Task instructions ->
Starting at the line that contains "I need to find the multi-story" in the listing below, write out every line word for word until you have written the line that contains "I need to find the window".

Data supplied ->
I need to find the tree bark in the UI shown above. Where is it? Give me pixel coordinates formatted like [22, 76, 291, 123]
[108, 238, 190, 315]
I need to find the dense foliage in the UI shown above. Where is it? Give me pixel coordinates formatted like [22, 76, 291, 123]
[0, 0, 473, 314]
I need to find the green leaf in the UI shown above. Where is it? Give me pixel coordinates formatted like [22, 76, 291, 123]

--

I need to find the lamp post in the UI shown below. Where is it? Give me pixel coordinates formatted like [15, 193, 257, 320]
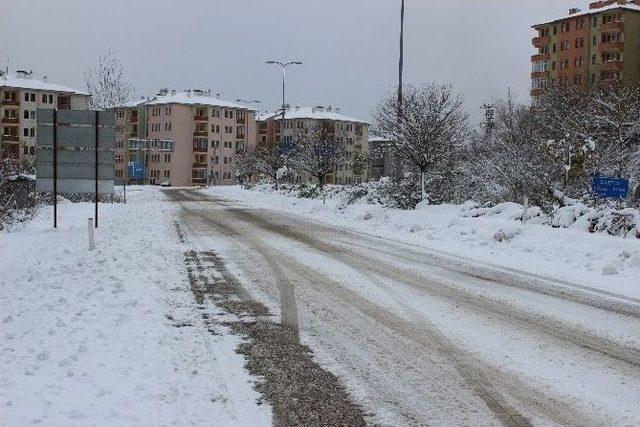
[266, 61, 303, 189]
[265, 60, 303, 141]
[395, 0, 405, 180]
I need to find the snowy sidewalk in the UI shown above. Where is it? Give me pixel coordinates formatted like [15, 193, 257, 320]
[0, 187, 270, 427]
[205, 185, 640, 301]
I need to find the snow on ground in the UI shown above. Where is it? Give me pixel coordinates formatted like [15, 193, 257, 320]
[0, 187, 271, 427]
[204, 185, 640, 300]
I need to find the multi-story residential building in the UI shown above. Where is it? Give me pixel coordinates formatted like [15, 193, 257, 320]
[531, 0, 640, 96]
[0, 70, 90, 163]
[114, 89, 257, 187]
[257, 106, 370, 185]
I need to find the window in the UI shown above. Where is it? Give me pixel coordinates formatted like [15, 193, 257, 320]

Solution for this problem ->
I need to find the multi-story residential building in the UI shown above. Where is it? Give me pixel coordinates formatted like [15, 193, 257, 320]
[531, 0, 640, 96]
[0, 70, 90, 163]
[114, 89, 257, 187]
[257, 106, 370, 185]
I need to find the window in the UI shown above. Where is it? Give me pixel coordinates formatted like [15, 193, 257, 320]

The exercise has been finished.